** Tasks to carry out **
(a) List the three kinds of institutions that the blog post says Norah Vincent had herself committed to.
(b) Continue the blog post about Voluntary Madness from the point where the text ends.

** Text passage **
━━━━━━━━━━━━━━━━

Friday, February 27, 2009

This Looks So Fantastic!

Can you believe I just used an exclamation point in the title of this blog post? I know, right? That's how excited I am about this book, Voluntary Madness: My Year Lost and Found in the Loony Bin by Norah Vincent.

I read this article on and knew I had to put this on my wish list. Actually, I might move it to the top of my wish list.

Here's the snippet that got me to read the whole article (and induced my fervor to read the book):

"There are concerns... that psychiatrists in the real world of city hospital psych wards and small private practices spend far too much time writing prescriptions and far too little time listening to patients to help them work through issues that may be the root of their illnesses. Norah Vincent explores this controversy through firsthand personal experience: She becomes a patient herself, documenting what she saw in her new book...

"Vincent, the bestselling author of Self-Made Man (Penguin, 2006), in which she wrote about disguising herself as a man, decided to have herself voluntarily committed to three different institutions. (She declined to provide their real names to protect the privacy of doctors and patients she met there.) She first faked her way into a big city public hospital by pretending to have a recurrence of her previous depression. She then intentionally caused a relapse of her depression by going off her antidepressant, which led to her being admitted to a small private hospital. Finally, she tried a recovery facility replete with yoga classes, gym, and facials.

━━━━━━━━━━━━━━━━

(Saved entries)
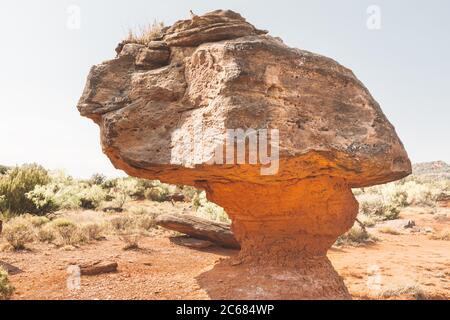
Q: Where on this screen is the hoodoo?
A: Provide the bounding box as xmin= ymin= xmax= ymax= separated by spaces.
xmin=78 ymin=10 xmax=411 ymax=299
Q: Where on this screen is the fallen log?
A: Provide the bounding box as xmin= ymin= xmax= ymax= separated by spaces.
xmin=156 ymin=214 xmax=240 ymax=249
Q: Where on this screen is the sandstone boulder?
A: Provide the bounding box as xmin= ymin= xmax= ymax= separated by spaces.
xmin=78 ymin=11 xmax=411 ymax=298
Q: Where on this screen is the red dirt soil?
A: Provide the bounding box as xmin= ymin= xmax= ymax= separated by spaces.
xmin=0 ymin=212 xmax=450 ymax=299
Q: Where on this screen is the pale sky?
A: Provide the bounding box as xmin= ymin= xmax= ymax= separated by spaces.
xmin=0 ymin=0 xmax=450 ymax=177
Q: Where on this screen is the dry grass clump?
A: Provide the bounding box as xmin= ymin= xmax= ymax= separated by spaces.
xmin=3 ymin=217 xmax=35 ymax=251
xmin=380 ymin=284 xmax=427 ymax=300
xmin=119 ymin=233 xmax=142 ymax=250
xmin=430 ymin=229 xmax=450 ymax=241
xmin=125 ymin=20 xmax=164 ymax=45
xmin=335 ymin=225 xmax=378 ymax=246
xmin=0 ymin=267 xmax=15 ymax=300
xmin=378 ymin=226 xmax=400 ymax=236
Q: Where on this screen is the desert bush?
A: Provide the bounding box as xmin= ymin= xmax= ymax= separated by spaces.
xmin=81 ymin=223 xmax=104 ymax=241
xmin=335 ymin=225 xmax=377 ymax=246
xmin=20 ymin=213 xmax=50 ymax=228
xmin=0 ymin=164 xmax=50 ymax=214
xmin=36 ymin=225 xmax=56 ymax=243
xmin=380 ymin=284 xmax=427 ymax=300
xmin=378 ymin=226 xmax=400 ymax=236
xmin=109 ymin=215 xmax=134 ymax=233
xmin=358 ymin=214 xmax=377 ymax=228
xmin=3 ymin=217 xmax=35 ymax=250
xmin=430 ymin=229 xmax=450 ymax=241
xmin=0 ymin=266 xmax=15 ymax=300
xmin=357 ymin=193 xmax=400 ymax=220
xmin=89 ymin=173 xmax=106 ymax=187
xmin=145 ymin=186 xmax=170 ymax=202
xmin=136 ymin=214 xmax=156 ymax=231
xmin=119 ymin=233 xmax=142 ymax=250
xmin=51 ymin=218 xmax=81 ymax=245
xmin=26 ymin=172 xmax=106 ymax=213
xmin=179 ymin=186 xmax=201 ymax=201
xmin=110 ymin=178 xmax=139 ymax=208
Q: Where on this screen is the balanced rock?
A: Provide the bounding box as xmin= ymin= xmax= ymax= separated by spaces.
xmin=78 ymin=11 xmax=411 ymax=299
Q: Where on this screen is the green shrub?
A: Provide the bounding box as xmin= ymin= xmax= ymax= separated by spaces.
xmin=0 ymin=165 xmax=11 ymax=175
xmin=145 ymin=186 xmax=170 ymax=202
xmin=357 ymin=193 xmax=400 ymax=220
xmin=109 ymin=216 xmax=134 ymax=233
xmin=27 ymin=173 xmax=106 ymax=213
xmin=89 ymin=173 xmax=106 ymax=186
xmin=0 ymin=164 xmax=50 ymax=214
xmin=335 ymin=225 xmax=377 ymax=246
xmin=37 ymin=224 xmax=56 ymax=243
xmin=51 ymin=218 xmax=84 ymax=245
xmin=110 ymin=178 xmax=139 ymax=208
xmin=136 ymin=215 xmax=156 ymax=231
xmin=3 ymin=217 xmax=35 ymax=250
xmin=81 ymin=223 xmax=104 ymax=241
xmin=0 ymin=267 xmax=14 ymax=300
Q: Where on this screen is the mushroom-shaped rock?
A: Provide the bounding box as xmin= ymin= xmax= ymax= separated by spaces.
xmin=78 ymin=11 xmax=411 ymax=299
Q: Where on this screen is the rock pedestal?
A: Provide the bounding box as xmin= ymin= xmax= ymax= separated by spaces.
xmin=78 ymin=10 xmax=411 ymax=299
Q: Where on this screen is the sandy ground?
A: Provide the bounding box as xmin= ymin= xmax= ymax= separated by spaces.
xmin=0 ymin=210 xmax=450 ymax=299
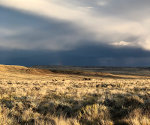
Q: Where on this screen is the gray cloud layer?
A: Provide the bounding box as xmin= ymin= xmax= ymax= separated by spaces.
xmin=0 ymin=0 xmax=150 ymax=65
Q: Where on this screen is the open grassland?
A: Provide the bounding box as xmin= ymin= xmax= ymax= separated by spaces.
xmin=0 ymin=65 xmax=150 ymax=125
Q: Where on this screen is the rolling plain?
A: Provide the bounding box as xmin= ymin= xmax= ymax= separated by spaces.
xmin=0 ymin=65 xmax=150 ymax=125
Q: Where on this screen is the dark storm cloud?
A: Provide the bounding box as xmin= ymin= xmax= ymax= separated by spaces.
xmin=0 ymin=0 xmax=150 ymax=66
xmin=0 ymin=43 xmax=150 ymax=66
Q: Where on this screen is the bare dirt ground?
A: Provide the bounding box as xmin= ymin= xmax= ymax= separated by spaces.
xmin=0 ymin=65 xmax=150 ymax=125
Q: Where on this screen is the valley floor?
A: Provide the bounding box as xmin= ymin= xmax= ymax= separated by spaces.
xmin=0 ymin=66 xmax=150 ymax=125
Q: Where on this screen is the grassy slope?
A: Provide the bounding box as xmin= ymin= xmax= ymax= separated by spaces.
xmin=0 ymin=65 xmax=150 ymax=125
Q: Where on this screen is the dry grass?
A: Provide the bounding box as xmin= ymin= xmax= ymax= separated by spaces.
xmin=0 ymin=65 xmax=150 ymax=125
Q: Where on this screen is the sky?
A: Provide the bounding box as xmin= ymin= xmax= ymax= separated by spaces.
xmin=0 ymin=0 xmax=150 ymax=66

━━━━━━━━━━━━━━━━

** Outputs by task **
(a)
- a big city public hospital
- a small private hospital
- a recovery facility with yoga classes, gym, and facials

(b)
"Setting aside the ethical problems of faking mental illness (Vincent told her insurance company and offered to pay for the treatment) and the recklessness of causing your own depression relapse, the book is replete with insights into how varying treatment is for mental illness."

That's kind of crazy, right? (Not that I intended that pun.) I seriously think it would be really interesting to get a "behind-the-scenes" peek from a first-hand perspective of mental health. A lot of authors use poor mental health as plot devices and character "flaws" in fiction, and I'd like to compare/contrast with some (potentially biased) non-fiction.

Anybody else totally weirded out in the most awesome way ever by this book?